▸ **TEXT ZUR ANALYSE**:
-=-=-=-=-
Sonntag, 14. Juli 2013

Gleichgewicht finden

In den letzten Wochen war ich irgendwie öfters mit nervigen Situationen und anstrengenden Fragen konfrontiert. Die letzten Wochen haben Kraft gekostet. Für mich bedeutet ein fürsorglicher Umgang mit mir selbst zu entscheiden, in welcher Situation ich diese Kraft aufbringe und in welcher auch nicht. Noch wichtiger als die Entscheidungsfähigkeit selbst (die ja auch leider nicht immer gegeben ist, sonst würde ich ja auch nicht schreiben, dass ich mich konfrontiert fühle), ist die Frage, wie ich mich in welcher Situation jeweils entscheide.

Im Groben kann ich zwei Tendenzen ausmachen, die sich vermutlich auf einem Kontinuum befinden und in verschiedenen Schattierungen zu Tage treten: Selbstschutz, der meist in Ignorieren oder Eskalieren besteht, und Verantwortung übernehmen, wo ich versuche zu erklären und Kritik zu vermitteln. Für welche Variante oder Nuancen der jeweiligen Variante ich mich entscheide, hat viel damit zu tun, wie ich in der jeweiligen Situation positioniert bin.
-=-=-=-=-
▸ **EXTRAHIERTE DATEN**:
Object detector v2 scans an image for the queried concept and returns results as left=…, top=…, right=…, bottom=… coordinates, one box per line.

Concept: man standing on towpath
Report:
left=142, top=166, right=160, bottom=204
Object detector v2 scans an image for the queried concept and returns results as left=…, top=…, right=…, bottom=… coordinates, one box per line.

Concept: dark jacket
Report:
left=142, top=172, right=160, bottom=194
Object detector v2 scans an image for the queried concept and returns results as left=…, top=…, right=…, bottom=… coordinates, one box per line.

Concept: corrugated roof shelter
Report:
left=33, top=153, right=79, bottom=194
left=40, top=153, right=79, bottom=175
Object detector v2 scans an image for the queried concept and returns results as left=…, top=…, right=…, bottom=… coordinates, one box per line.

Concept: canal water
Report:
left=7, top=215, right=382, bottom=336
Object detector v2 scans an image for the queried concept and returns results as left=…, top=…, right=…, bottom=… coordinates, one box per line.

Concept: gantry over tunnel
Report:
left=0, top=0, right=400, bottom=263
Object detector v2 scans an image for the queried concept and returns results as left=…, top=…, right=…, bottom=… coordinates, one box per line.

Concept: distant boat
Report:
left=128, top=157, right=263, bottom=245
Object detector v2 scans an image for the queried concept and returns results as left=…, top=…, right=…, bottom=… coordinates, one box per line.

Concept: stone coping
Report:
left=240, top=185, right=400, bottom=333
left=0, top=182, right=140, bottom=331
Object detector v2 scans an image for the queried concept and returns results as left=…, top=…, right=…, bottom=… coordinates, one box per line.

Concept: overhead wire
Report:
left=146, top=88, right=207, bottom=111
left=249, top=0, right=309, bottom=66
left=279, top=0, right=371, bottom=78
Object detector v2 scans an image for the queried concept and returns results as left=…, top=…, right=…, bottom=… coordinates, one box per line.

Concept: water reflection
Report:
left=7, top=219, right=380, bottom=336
-=-=-=-=-
▸ **ARBEITSANWEISUNGEN**:
A. Welche zwei Tendenzen werden im Blogeintrag „Gleichgewicht finden“ im Groben ausgemacht?
B. Geben Sie einen Abschnitt aus dem Blogeintrag „Gleichgewicht finden“ wortgetreu wieder. Beginnen Sie bei den Worten „Sonntag, 14. Juli“, und hören Sie nach „Situation jeweils entscheide.“ auf.
C. Setzen Sie den Blogeintrag „Gleichgewicht finden“ im Anschluss an seinen letzten Satz fort.

▸ **LÖSUNGEN**:
A. Selbstschutz und Verantwortung übernehmen.

B.
Sonntag, 14. Juli 2013

Gleichgewicht finden

In den letzten Wochen war ich irgendwie öfters mit nervigen Situationen und anstrengenden Fragen konfrontiert. Die letzten Wochen haben Kraft gekostet. Für mich bedeutet ein fürsorglicher Umgang mit mir selbst zu entscheiden, in welcher Situation ich diese Kraft aufbringe und in welcher auch nicht. Noch wichtiger als die Entscheidungsfähigkeit selbst (die ja auch leider nicht immer gegeben ist, sonst würde ich ja auch nicht schreiben, dass ich mich konfrontiert fühle), ist die Frage, wie ich mich in welcher Situation jeweils entscheide.

C.
Situation Nummer eins: In einem Gespräch kommt das Thema Coming-Out und die Situation von Lesben auf. Ich hab mir das Thema nicht ausgesucht. Irgendwann fällt der Satz: "Ich finde es so schlimm, dass Menschen dafür diskriminiert werden, wen sie lieben." Ich verstumme, mir fehlen die Worte. Ich kann das vermeintliche Einfühlen in meine Lebensrealität nicht aushalten. Ich fühl mich zu einer Lektion in eigener Toleranz und politischer Bewusstwerdung stilisiert. Ich komme erneut nicht wirklich vor oder nur als vermeintliche Hülle meiner selbst. In der Situation habe ich mich entschieden, nichts zu sagen. Ich wollte weder mich kritisch dazu äußern noch auf die gewonnene Einsicht eingehen. Aus Selbstschutz habe ich mich für Ignorieren entschieden. In ähnlichen Situationen hab ich mich auch schon für Wut entschieden und der Summe meiner Erfahrungen Raum gegeben. Wenn ich die Zielscheibe der gesammelten Erkenntnis werde, ist es nur fair, wenn dich meine gesammelte Erfahrung mit deinen Erkenntnissen trifft. Es gäbe noch die Möglichkeit mich zu dem Gespräch zu äußern. Doch bei der Entscheidung, ob ich das tun möchte, werde ich auf meine Kräfte achten. Und das finde ich gut so.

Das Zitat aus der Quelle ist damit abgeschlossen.